# Task 1:
In the article on Russia's oil output, what average daily oil and gas condensate output did Russia reach from May 1 to May 10?
# Task 2:
Pick up the article on Russia's oil output after its final sentence and write the next few paragraphs.
Source document Block Start
Russia steps on the gas pedal
Russia has been making headlines for all the wrong reasons over the past month. First, there was the build-up of Russian forces on the eastern Ukrainian border. Then there was the cyber-ware attack on the Colonial Pipeline for which the Biden administration held Russian hackers responsible. All the while, the non-OPEC heavyweight has drawn the ire of its OPEC+ peers after falling foul of the group’s supply cut pact. In short, Russia is firmly back on the naughty step.
Moscow has fought for and won concessions from OPEC+ for small increases in its oil production every month since the start of the year. Even so, the largest non-OPEC partner in the alliance has increasingly flouted its cap over the last several months. By its own admission, Russia’s compliance with the OPEC+ supply cut pact was below 100% in April. The country was permitted to increase production by 130,000 bpd in April but instead produced 10.46 mbpd, up from 10.25 mbpd in March.
Russia has since said it will strive to stick to the accord. Under the terms of the OPEC+ agreement, each country must compensate for any excess production with cuts of equivalent volume below its quota by the end of September. Estimates for Russian total overproduction currently stands at around 1 mbpd. It is inconceivable to think that Russia will trim production over the summer months to account for its non-compliance. Quite the opposite. From this month to July, Russia has got the green light to further increase its output by 114,000 bpd.
And it’s not wasting any time. Russia’s oil and gas condensate output from May 1 to May 10 rose to an average of 10.51 mbpd from 10.46 mbpd on average in April. What is more, it is also ramping up crude shipments. Russian Urals oil exports from Baltic ports rose by 25% between May 1-10 compared to April 1-10, Reuters calculations showed. Furthermore, Russian oil pipeline monopoly Transneft recently said that crude oil exports via the Druzhba pipeline are seen rising 10% month-on-month in May to 3.1 million tonnes, Interfax news agency reported.
Source document Block End
Supplied records Block Start
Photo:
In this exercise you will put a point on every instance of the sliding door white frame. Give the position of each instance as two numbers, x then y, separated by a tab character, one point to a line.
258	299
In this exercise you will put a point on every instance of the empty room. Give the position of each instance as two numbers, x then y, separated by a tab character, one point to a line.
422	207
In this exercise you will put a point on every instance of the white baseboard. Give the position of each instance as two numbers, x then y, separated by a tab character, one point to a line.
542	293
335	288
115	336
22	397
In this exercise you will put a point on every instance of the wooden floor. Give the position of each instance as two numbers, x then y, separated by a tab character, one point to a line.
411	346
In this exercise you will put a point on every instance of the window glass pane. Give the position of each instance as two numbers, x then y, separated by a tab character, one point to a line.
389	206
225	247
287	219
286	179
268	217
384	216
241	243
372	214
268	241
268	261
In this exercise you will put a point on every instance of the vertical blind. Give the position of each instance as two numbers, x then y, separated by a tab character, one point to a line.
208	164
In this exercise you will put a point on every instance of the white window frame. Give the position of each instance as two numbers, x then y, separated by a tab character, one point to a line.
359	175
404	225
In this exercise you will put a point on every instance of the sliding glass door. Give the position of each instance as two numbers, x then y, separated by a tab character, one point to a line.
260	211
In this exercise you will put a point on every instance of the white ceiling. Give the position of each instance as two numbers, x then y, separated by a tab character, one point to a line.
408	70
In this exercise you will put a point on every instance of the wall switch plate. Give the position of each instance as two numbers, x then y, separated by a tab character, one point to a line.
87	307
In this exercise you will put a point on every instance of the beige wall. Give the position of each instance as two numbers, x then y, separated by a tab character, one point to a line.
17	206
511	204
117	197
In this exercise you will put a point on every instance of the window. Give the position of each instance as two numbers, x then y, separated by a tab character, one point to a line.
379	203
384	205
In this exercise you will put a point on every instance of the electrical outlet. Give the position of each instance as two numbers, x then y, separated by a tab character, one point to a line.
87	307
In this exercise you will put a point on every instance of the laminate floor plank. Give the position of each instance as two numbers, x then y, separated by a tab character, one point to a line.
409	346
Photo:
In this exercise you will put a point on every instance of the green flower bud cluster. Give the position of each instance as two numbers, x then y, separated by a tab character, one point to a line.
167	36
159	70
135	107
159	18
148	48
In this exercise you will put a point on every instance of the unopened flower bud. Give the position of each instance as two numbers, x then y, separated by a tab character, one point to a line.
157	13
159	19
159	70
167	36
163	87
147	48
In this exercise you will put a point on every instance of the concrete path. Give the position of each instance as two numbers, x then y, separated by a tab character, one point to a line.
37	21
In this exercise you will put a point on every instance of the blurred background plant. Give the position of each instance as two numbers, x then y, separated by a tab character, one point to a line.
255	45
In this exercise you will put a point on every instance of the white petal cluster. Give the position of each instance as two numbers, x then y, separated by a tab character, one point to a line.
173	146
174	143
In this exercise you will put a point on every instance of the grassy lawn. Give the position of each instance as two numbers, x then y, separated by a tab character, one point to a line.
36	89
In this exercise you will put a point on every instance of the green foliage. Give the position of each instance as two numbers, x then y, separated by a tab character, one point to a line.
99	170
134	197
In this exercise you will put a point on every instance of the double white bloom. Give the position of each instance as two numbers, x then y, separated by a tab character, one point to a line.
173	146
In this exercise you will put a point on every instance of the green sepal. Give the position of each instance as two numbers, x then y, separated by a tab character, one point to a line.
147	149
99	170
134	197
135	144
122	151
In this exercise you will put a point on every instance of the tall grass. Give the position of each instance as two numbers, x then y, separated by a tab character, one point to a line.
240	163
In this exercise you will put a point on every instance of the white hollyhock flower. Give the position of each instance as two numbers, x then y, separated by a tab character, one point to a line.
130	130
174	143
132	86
Supplied records Block End
# Exercise response 1:
10.51 mbpd

# Exercise response 2:
So, why the mad dash to boost output? Well, for starters Russia has repeatedly outlined protection of its market share in the international market as one of its main goals for 2021. But there is a more pressing issue, namely the view that oil consumption will peak much sooner than previously expected. The fallout from the Covid-19 pandemic will, among other things, accelerate the energy transition towards a low carbon future. Decarbonisation plans are being fast tracked in developed economies much to the unease of Russia’s oil industry. Russia remains poorly positioned to take advantage of the global energy transition to cleaner and renewable sources of energy. After all, Russia’s electricity generation from renewable sources, excluding hydropower, will be just 1% by 2024.
All in all, Russia is signalling that it is preparing for a permanent decline in crude demand by making the most of its oil resources while it can. But Russia’s crude supply growth prospects are limited. According to the Energy Ministry’s base-case scenario, production levels will gradually increase, but not to pre-pandemic levels, reaching an estimated 11.1 mbpd by 2029 before ultimately dropping to 9.4 mbpd in 2035. In other words, Russia may have passed peak oil output. Because of these projections, Russia needs to monetize its oil wealth while it can. A revised oil strategy will see Russia maximize monetization from crude exports prior to reaching peak production levels between 2027 and 2029. Russia knows that the fossil fuel era is nearing its endgame and will endeavour to sell every drop of the black stuff that it can.